§ **How to complete this task**: Exactly the lines below from the one with "t-shirt in this photo." up to and including the one with "strap in this photo." make up the answer, with nothing else added.

§ **Listed records**:

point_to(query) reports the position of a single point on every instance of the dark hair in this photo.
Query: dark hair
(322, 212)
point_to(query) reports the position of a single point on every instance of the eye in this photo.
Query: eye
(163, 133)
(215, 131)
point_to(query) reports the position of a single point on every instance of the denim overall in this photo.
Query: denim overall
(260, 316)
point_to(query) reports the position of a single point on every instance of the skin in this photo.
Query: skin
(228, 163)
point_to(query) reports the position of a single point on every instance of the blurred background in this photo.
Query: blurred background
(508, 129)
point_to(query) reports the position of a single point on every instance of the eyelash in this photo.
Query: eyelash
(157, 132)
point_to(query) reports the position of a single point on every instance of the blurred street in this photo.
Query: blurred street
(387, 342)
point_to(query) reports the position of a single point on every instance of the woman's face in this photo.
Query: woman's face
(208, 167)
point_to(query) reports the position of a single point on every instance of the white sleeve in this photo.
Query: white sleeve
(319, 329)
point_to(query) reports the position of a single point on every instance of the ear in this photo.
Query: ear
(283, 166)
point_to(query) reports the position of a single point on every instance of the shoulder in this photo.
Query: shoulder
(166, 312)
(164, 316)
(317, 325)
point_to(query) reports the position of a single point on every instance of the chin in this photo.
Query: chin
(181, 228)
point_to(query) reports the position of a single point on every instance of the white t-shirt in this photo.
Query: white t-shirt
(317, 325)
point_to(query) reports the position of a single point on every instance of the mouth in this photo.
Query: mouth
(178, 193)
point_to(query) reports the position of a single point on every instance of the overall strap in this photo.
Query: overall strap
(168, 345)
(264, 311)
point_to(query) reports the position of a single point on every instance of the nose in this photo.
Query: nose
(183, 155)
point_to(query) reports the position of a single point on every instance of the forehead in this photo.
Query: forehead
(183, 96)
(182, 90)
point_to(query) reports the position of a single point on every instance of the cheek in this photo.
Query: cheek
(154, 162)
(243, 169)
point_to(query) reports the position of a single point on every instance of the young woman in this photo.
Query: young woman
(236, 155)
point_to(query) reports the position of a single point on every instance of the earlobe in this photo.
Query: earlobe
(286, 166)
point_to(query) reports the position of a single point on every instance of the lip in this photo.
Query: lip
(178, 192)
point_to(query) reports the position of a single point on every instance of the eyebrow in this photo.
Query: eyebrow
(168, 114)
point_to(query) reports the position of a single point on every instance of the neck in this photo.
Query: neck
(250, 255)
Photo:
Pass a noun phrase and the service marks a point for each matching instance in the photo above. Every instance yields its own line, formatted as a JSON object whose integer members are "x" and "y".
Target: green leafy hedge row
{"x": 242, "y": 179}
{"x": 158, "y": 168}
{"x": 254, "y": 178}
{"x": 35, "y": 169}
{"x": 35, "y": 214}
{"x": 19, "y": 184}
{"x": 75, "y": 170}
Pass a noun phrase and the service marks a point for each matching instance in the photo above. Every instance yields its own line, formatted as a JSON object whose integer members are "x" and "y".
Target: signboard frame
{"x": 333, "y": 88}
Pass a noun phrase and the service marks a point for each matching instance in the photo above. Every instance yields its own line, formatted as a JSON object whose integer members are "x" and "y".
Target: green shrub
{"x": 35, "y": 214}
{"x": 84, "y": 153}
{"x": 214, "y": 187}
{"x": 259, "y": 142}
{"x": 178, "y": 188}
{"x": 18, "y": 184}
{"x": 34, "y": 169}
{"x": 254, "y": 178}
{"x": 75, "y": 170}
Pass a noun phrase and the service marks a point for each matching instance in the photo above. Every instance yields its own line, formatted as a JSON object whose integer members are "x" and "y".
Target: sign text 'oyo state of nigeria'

§ **Solution to this task**:
point_to(query) reports the position of a single point on every instance of the white t-shirt in this photo.
Query: white t-shirt
(317, 325)
point_to(query) reports the position of a single point on every instance of the mouth in this photo.
Query: mouth
(178, 193)
point_to(query) reports the position of a single point on every instance of the overall strap in this photo.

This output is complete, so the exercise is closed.